| WHAT THE TASK ASKS |
What is needed is an exact copy of every record below.

** Opening RECORDED INFORMATION block **

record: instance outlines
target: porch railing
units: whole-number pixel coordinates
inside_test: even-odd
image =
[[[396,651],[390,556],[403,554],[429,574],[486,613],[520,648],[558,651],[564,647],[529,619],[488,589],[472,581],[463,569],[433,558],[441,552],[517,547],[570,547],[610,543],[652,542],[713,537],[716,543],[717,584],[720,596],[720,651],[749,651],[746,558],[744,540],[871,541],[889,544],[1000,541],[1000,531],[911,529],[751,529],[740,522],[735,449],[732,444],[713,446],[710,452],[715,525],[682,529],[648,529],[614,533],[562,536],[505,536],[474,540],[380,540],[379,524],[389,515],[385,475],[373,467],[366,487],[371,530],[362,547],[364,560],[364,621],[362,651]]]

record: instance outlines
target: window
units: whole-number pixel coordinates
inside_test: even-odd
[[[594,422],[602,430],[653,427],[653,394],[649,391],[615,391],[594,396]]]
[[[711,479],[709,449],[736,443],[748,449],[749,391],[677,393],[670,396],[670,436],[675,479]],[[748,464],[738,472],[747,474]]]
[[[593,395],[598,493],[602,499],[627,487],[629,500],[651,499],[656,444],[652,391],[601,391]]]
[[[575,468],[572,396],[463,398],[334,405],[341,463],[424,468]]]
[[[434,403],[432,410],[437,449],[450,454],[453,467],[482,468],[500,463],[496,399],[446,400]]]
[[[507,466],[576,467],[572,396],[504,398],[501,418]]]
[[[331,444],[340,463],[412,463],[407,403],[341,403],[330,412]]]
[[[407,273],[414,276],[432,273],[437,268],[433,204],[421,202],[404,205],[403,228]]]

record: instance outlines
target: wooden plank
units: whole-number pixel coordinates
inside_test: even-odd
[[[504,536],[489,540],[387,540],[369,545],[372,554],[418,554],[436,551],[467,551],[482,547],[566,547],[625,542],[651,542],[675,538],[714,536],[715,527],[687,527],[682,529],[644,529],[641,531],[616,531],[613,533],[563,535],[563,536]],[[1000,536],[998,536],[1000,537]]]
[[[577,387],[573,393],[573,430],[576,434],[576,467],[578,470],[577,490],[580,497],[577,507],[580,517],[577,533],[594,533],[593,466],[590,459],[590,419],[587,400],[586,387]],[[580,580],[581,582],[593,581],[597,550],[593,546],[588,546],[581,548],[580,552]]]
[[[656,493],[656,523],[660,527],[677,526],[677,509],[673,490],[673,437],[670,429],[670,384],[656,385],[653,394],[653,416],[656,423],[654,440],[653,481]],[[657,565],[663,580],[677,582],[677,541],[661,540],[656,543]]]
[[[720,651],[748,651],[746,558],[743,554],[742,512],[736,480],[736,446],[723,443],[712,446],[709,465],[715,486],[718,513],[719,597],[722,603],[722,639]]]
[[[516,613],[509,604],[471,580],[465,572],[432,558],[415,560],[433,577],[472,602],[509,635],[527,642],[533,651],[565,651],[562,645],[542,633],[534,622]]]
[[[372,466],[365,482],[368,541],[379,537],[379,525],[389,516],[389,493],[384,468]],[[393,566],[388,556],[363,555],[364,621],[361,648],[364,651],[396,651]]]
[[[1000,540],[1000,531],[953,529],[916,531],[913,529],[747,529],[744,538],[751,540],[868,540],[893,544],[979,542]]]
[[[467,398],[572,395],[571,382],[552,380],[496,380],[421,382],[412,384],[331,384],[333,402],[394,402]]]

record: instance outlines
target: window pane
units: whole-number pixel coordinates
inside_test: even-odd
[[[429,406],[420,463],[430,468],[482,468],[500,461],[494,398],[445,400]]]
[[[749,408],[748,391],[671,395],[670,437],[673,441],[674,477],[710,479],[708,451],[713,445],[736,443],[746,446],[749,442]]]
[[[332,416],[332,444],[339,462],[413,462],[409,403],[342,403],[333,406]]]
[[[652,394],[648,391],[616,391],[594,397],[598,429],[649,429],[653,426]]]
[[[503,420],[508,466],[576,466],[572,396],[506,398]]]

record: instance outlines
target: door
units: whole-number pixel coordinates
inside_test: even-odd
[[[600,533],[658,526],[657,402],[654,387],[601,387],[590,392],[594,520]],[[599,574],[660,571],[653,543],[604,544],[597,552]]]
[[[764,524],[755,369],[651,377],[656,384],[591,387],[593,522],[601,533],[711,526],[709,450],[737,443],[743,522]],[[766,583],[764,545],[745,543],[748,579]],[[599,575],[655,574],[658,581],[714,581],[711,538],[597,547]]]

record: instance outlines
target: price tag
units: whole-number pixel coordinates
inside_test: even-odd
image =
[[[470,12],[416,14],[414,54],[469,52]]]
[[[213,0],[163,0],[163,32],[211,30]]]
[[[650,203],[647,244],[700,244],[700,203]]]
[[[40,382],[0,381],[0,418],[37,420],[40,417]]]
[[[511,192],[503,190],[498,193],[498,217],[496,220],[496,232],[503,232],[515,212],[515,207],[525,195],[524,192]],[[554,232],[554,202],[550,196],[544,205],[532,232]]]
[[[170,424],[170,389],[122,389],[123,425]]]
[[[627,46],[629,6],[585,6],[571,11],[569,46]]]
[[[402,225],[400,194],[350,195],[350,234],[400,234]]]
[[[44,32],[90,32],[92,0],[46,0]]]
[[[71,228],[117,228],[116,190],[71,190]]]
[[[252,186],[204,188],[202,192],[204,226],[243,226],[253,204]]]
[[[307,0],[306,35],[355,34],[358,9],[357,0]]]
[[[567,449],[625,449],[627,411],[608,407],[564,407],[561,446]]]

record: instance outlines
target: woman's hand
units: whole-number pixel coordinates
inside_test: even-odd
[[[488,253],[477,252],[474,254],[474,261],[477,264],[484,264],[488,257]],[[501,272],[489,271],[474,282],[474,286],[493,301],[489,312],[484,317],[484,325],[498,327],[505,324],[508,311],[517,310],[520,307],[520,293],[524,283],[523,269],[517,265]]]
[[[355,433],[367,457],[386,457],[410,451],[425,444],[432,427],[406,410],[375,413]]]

** Closing RECORDED INFORMATION block **

| RESULT OF THE EXERCISE |
record: instance outlines
target: porch railing
units: whole-number pixel coordinates
inside_test: even-odd
image =
[[[396,651],[390,556],[403,554],[429,574],[486,613],[520,648],[558,651],[564,647],[529,619],[488,589],[472,581],[463,569],[433,558],[441,552],[517,547],[570,547],[610,543],[652,542],[713,537],[716,543],[717,584],[720,596],[720,651],[749,651],[746,558],[744,540],[871,541],[889,544],[1000,541],[1000,531],[911,529],[751,529],[740,522],[735,449],[732,444],[713,446],[710,452],[715,525],[682,529],[648,529],[614,533],[562,536],[505,536],[474,540],[380,540],[379,524],[389,515],[385,475],[373,467],[366,487],[371,530],[362,547],[364,560],[364,621],[362,651]]]

record: instance outlines
target: window
units: whole-number pixel coordinates
inside_test: even-odd
[[[594,422],[602,430],[653,427],[653,394],[649,391],[615,391],[594,396]]]
[[[711,479],[709,449],[736,443],[748,449],[749,391],[677,393],[670,396],[670,436],[675,479]],[[748,464],[738,472],[747,474]]]
[[[593,395],[598,493],[602,499],[627,487],[629,500],[651,499],[656,444],[652,391],[601,391]]]
[[[575,468],[572,396],[463,398],[334,405],[341,463],[424,468]]]
[[[434,403],[432,410],[437,449],[450,454],[453,467],[482,468],[500,463],[496,399],[446,400]]]
[[[507,466],[576,467],[572,396],[504,398],[501,418]]]
[[[331,444],[340,463],[412,463],[407,403],[341,403],[330,412]]]
[[[407,273],[414,276],[432,273],[437,268],[433,204],[421,202],[404,205],[403,228]]]

record: instance outlines
target: wooden plank
units: whole-number pixel coordinates
inside_test: even-odd
[[[504,536],[489,540],[387,540],[369,545],[372,554],[418,554],[436,551],[467,551],[482,547],[566,547],[625,542],[651,542],[675,538],[714,536],[715,527],[687,527],[682,529],[644,529],[641,531],[616,531],[613,533],[563,535],[563,536]],[[1000,536],[998,536],[1000,537]]]
[[[577,387],[573,393],[573,430],[576,434],[576,467],[578,470],[577,490],[580,497],[577,507],[580,517],[577,533],[594,533],[593,466],[590,459],[590,419],[587,400],[586,387]],[[580,580],[581,582],[593,581],[597,550],[593,546],[588,546],[581,548],[580,552]]]
[[[656,493],[656,523],[660,527],[677,526],[677,509],[673,490],[673,437],[670,429],[670,384],[656,385],[653,394],[653,416],[656,423],[654,440],[653,481]],[[657,565],[663,580],[677,582],[677,541],[661,540],[656,543]]]
[[[720,651],[748,651],[746,558],[743,554],[742,512],[736,480],[736,446],[723,443],[712,446],[709,465],[715,486],[718,513],[719,597],[722,603],[722,639]]]
[[[516,613],[509,604],[471,580],[465,572],[432,558],[415,560],[433,577],[472,602],[509,635],[527,642],[533,651],[565,651],[562,645],[542,633],[534,622]]]
[[[372,466],[365,482],[368,541],[379,537],[379,525],[389,516],[389,493],[384,468]],[[393,566],[388,556],[363,555],[364,621],[361,648],[364,651],[396,651]]]
[[[1000,540],[1000,531],[953,529],[916,531],[913,529],[747,529],[744,538],[751,540],[868,540],[893,544],[979,542]]]
[[[467,398],[572,395],[571,382],[552,380],[496,380],[421,382],[412,384],[331,384],[333,402],[394,402]]]

record: instance outlines
target: window pane
units: whole-number pixel coordinates
inside_test: even-odd
[[[429,406],[420,463],[430,468],[482,468],[500,461],[494,398],[445,400]]]
[[[749,408],[748,391],[671,395],[670,437],[673,441],[674,477],[710,479],[708,451],[713,445],[736,443],[746,446],[749,442]]]
[[[332,416],[332,444],[339,462],[413,462],[409,403],[342,403],[333,406]]]
[[[652,394],[648,391],[616,391],[594,397],[598,429],[649,429],[653,426]]]
[[[503,420],[508,466],[576,466],[572,396],[506,398]]]

record: instance outlines
target: door
units: whole-number pixel coordinates
inside_test: even-odd
[[[600,533],[658,526],[657,402],[654,387],[601,387],[590,392],[594,520]],[[599,574],[660,571],[653,543],[604,544],[597,552]]]
[[[764,524],[755,369],[651,377],[656,384],[591,387],[593,522],[601,533],[711,526],[709,450],[737,443],[743,522]],[[766,583],[764,545],[745,543],[748,579]],[[599,575],[655,574],[658,581],[714,581],[711,538],[597,547]]]

record: instance outlines
target: price tag
units: whole-number pixel coordinates
inside_test: even-odd
image =
[[[470,12],[416,14],[414,54],[469,52]]]
[[[213,0],[163,0],[163,32],[211,30]]]
[[[650,203],[647,244],[700,244],[700,203]]]
[[[40,382],[0,381],[0,418],[37,420],[40,417]]]
[[[511,192],[503,190],[498,193],[498,217],[496,220],[496,232],[503,232],[515,212],[515,207],[525,195],[524,192]],[[554,232],[554,202],[550,196],[544,205],[532,232]]]
[[[170,424],[170,389],[122,389],[123,425]]]
[[[627,46],[629,6],[585,6],[571,11],[569,46]]]
[[[402,225],[400,194],[350,195],[350,234],[400,234]]]
[[[44,32],[90,32],[92,0],[46,0]]]
[[[71,228],[117,228],[116,190],[71,190]]]
[[[252,186],[204,188],[202,192],[204,226],[243,226],[253,204]]]
[[[307,0],[306,35],[355,34],[358,9],[357,0]]]
[[[567,449],[625,449],[627,411],[608,407],[564,407],[561,446]]]

record: instance outlines
target: woman's hand
units: whole-number pixel coordinates
inside_test: even-odd
[[[488,253],[477,252],[474,254],[474,261],[477,264],[484,264],[488,257]],[[501,272],[489,271],[474,282],[474,286],[493,301],[489,312],[484,317],[484,325],[498,327],[505,324],[508,311],[517,310],[520,307],[520,293],[524,283],[523,269],[517,265]]]
[[[355,433],[367,457],[386,457],[410,451],[425,444],[432,427],[406,410],[375,413]]]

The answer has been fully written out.